* [TASK GOAL]: Using the records below, copy out exactly the line that contains "Keypoint placement rule: for each instance of the racehorse, put" and every line that follows it, up to and including the last, and no others.

——————————

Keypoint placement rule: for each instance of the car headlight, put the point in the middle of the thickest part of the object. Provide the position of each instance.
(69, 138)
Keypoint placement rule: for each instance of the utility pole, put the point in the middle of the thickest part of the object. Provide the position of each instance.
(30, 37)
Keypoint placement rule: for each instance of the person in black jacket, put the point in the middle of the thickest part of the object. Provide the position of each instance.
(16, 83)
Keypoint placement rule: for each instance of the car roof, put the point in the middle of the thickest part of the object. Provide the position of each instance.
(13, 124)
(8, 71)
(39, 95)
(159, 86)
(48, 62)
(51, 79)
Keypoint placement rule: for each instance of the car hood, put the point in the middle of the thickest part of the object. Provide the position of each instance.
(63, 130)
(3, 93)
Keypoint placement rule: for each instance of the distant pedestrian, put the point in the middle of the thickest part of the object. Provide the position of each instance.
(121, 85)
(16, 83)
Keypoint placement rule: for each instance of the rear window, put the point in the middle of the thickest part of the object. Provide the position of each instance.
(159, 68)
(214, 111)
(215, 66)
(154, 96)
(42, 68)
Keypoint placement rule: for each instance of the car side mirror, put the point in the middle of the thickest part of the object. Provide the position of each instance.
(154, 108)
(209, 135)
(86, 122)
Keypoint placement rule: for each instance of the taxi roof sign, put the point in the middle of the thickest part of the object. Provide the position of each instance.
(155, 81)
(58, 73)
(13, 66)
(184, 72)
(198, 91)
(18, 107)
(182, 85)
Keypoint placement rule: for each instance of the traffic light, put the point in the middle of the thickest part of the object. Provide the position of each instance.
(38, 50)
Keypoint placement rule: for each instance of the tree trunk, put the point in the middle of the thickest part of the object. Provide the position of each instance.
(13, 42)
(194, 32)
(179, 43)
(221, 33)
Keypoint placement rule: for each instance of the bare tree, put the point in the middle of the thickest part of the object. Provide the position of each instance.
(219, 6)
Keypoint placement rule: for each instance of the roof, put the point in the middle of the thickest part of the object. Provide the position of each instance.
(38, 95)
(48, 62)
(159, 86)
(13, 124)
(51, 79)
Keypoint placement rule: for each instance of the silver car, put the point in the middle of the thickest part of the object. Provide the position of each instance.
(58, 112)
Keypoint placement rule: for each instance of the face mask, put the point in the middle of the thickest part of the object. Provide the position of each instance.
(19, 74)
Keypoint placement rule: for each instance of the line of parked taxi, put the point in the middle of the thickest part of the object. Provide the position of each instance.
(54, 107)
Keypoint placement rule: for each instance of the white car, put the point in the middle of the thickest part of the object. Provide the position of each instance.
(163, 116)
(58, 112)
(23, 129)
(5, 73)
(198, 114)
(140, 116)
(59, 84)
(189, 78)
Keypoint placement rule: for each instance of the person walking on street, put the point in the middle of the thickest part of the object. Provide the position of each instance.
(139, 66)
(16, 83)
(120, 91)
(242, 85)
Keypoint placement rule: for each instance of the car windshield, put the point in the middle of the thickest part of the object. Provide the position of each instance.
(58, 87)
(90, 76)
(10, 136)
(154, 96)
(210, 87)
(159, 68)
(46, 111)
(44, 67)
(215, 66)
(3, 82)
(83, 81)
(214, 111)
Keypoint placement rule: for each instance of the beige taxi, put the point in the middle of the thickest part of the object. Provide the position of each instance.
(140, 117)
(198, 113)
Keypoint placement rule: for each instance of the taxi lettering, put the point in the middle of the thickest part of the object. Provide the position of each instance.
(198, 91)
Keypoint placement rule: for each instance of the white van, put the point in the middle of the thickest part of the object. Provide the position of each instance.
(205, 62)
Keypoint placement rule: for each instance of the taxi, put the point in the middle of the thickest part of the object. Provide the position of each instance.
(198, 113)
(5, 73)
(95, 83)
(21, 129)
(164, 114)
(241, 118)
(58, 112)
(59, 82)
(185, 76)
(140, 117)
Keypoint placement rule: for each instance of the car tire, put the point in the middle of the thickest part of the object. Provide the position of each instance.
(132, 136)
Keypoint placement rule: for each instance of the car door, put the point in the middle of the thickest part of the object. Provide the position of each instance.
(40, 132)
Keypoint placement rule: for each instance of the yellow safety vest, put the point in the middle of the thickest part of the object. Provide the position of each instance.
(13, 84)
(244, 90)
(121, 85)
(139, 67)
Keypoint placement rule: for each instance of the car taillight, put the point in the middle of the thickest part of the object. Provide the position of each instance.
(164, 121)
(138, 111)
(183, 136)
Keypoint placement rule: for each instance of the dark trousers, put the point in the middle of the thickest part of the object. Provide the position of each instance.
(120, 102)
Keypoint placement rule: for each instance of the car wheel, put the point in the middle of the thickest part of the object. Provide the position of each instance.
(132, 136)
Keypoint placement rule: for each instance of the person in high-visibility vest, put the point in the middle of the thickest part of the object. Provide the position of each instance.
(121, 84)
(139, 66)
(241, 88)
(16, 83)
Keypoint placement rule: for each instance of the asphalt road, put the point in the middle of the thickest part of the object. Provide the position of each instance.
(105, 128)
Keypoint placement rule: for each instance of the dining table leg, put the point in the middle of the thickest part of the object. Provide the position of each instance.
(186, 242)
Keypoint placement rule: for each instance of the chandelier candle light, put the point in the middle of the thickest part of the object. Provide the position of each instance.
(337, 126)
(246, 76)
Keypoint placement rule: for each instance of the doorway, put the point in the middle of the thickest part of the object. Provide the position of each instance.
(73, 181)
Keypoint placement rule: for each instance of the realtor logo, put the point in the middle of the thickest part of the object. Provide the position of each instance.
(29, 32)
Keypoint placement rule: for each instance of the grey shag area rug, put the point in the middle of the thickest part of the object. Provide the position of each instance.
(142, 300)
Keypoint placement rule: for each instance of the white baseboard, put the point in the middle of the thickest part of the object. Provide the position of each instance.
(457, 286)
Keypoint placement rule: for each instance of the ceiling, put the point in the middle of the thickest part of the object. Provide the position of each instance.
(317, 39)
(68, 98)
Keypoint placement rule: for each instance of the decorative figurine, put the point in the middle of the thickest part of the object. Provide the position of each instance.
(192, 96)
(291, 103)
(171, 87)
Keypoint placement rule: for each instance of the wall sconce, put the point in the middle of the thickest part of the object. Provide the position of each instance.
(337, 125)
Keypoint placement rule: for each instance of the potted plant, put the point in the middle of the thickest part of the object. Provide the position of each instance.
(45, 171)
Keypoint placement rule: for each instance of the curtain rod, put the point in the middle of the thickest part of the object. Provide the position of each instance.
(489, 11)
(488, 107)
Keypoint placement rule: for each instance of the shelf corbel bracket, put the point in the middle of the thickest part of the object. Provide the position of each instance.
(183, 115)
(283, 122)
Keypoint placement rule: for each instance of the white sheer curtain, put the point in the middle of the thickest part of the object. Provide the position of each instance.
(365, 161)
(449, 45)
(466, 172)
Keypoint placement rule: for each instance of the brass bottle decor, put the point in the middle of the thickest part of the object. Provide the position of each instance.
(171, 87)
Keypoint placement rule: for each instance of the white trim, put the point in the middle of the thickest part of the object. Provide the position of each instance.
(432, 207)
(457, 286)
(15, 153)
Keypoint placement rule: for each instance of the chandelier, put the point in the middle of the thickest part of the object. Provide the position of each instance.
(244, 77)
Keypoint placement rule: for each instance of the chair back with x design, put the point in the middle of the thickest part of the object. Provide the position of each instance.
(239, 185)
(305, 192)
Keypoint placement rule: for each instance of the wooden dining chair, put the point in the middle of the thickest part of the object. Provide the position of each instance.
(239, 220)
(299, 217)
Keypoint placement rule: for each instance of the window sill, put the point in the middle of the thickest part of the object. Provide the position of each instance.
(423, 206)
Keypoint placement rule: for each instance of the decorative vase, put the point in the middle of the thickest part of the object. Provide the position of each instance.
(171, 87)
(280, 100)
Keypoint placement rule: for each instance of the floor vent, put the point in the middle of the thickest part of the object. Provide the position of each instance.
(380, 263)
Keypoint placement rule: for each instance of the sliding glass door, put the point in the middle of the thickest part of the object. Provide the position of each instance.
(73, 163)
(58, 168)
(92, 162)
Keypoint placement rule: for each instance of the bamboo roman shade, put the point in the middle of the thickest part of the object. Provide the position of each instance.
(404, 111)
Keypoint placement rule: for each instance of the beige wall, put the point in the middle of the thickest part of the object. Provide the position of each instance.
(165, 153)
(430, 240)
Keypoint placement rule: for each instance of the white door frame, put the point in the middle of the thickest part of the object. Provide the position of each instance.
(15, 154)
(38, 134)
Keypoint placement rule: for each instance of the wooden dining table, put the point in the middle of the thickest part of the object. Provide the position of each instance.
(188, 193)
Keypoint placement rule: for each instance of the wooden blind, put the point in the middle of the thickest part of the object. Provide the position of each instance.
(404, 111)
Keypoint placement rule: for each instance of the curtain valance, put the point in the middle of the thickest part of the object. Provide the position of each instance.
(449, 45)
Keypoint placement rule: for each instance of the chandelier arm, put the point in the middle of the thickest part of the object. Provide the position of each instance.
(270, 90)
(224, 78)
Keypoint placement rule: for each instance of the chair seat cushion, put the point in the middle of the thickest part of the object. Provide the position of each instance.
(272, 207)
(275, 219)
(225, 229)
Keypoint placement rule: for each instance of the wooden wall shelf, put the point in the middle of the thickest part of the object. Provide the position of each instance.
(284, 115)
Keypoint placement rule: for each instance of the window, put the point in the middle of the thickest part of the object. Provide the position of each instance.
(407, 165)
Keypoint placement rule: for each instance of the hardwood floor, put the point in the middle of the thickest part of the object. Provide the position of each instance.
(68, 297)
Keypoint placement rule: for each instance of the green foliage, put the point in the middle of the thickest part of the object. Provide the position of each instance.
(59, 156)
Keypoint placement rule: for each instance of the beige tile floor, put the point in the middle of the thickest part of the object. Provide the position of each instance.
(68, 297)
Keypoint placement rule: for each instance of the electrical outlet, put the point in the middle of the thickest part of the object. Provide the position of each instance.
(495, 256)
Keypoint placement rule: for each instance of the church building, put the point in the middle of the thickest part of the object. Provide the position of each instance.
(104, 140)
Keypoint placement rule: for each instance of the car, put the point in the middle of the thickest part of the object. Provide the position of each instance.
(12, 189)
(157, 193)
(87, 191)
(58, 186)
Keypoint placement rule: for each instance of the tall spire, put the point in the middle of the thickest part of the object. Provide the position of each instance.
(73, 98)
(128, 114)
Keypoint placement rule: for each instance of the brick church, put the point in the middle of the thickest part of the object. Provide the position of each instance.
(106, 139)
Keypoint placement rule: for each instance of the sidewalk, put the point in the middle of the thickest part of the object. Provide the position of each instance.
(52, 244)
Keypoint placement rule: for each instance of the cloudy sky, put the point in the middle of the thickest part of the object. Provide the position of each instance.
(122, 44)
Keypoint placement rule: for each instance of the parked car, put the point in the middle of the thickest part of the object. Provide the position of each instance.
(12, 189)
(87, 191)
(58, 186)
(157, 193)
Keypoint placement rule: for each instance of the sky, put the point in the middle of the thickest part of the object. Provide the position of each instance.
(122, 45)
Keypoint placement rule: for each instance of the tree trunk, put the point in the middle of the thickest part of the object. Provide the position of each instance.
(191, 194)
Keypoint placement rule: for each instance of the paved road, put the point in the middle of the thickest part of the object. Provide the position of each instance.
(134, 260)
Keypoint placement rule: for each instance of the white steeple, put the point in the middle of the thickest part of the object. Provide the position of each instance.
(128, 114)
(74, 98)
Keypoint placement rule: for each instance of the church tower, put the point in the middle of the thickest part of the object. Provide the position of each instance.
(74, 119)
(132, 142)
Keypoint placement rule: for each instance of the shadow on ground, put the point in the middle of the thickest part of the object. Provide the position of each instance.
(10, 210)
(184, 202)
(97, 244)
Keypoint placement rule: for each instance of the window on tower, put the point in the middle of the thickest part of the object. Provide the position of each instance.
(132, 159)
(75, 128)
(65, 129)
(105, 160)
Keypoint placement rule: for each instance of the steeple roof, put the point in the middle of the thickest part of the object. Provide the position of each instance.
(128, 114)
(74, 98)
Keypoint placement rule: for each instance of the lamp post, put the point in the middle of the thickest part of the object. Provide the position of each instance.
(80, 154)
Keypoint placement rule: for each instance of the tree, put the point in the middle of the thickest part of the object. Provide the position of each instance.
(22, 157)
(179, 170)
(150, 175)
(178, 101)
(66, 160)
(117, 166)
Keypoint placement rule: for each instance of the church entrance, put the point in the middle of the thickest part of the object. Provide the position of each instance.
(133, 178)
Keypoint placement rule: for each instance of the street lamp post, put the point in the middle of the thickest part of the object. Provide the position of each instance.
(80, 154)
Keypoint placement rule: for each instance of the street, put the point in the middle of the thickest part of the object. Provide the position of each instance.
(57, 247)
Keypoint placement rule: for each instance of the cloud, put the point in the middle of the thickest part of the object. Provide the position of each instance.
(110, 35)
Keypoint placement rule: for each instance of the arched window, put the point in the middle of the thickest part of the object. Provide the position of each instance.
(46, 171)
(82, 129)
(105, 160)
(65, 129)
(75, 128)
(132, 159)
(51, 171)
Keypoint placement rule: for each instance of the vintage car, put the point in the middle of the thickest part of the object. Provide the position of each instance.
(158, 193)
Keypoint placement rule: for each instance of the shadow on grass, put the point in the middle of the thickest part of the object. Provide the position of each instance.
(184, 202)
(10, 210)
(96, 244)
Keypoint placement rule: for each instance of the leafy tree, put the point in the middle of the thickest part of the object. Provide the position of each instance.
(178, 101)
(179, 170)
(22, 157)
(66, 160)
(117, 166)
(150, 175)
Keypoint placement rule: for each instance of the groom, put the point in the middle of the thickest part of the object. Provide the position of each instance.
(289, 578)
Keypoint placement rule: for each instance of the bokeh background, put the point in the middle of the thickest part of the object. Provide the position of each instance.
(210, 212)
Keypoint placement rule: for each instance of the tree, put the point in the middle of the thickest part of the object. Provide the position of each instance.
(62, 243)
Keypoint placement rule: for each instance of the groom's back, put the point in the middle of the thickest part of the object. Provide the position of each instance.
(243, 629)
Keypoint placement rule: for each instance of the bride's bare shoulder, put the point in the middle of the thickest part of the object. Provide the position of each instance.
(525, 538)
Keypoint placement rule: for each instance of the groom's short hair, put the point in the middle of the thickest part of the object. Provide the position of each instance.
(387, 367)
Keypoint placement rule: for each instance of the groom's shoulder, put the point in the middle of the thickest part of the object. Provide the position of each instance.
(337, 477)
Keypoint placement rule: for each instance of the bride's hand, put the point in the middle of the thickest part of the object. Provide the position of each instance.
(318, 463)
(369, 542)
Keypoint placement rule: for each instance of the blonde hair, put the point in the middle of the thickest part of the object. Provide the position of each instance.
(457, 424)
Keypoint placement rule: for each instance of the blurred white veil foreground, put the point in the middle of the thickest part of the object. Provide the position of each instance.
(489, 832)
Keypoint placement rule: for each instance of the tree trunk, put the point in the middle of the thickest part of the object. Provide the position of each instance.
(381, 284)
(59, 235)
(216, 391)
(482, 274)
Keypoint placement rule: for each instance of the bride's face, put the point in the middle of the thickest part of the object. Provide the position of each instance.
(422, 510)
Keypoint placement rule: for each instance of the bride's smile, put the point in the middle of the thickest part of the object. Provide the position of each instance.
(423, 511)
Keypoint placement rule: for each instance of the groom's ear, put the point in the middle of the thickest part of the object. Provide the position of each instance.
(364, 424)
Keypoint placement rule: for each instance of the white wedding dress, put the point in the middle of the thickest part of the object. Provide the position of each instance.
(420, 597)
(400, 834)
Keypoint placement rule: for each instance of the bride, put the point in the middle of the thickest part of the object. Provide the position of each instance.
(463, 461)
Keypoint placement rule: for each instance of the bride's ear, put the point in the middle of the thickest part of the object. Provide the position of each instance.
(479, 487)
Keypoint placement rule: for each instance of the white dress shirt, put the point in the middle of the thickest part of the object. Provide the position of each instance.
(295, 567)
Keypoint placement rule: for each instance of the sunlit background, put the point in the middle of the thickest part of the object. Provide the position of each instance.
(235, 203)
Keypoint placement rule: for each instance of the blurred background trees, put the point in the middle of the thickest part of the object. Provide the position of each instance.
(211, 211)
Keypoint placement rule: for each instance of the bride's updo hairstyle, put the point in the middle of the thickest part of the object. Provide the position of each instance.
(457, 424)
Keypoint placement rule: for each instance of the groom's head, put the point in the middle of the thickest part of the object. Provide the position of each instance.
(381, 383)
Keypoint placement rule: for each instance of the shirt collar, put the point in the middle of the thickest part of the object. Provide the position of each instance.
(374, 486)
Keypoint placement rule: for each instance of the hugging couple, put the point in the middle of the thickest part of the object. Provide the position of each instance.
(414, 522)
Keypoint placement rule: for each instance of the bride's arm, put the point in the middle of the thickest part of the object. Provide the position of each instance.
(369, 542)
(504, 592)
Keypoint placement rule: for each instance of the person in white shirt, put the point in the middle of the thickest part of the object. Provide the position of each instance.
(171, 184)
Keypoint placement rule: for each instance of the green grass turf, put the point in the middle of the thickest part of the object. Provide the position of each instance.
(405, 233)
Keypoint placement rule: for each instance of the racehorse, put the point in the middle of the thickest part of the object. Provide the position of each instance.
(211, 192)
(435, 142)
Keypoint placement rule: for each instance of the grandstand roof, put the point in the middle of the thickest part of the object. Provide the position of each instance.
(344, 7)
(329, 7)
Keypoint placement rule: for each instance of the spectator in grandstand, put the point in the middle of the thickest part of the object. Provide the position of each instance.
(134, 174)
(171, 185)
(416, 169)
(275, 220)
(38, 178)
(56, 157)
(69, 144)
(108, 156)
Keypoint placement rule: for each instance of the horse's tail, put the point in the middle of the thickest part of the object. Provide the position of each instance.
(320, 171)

——————————

* [ANSWER BELOW]:
Keypoint placement rule: for each instance of the racehorse, put the point in the middle of the thickest part of the object. Provide the position of each instance.
(211, 192)
(435, 142)
Keypoint placement rule: for each instance of the grandstand roof, put the point in the middle of the thickest part of the object. Provide the position of each instance.
(344, 7)
(329, 7)
Keypoint placement rule: for each instance of the spectator in grandstand, put the point in the middle of the thickest part of the object. Provide the position of each instance.
(134, 174)
(171, 185)
(416, 169)
(275, 220)
(38, 178)
(56, 157)
(69, 144)
(108, 156)
Keypoint placement rule: for each instance of the horse's tail, put the point in the middle of the thickest part of the object. Provide the position of each instance.
(320, 171)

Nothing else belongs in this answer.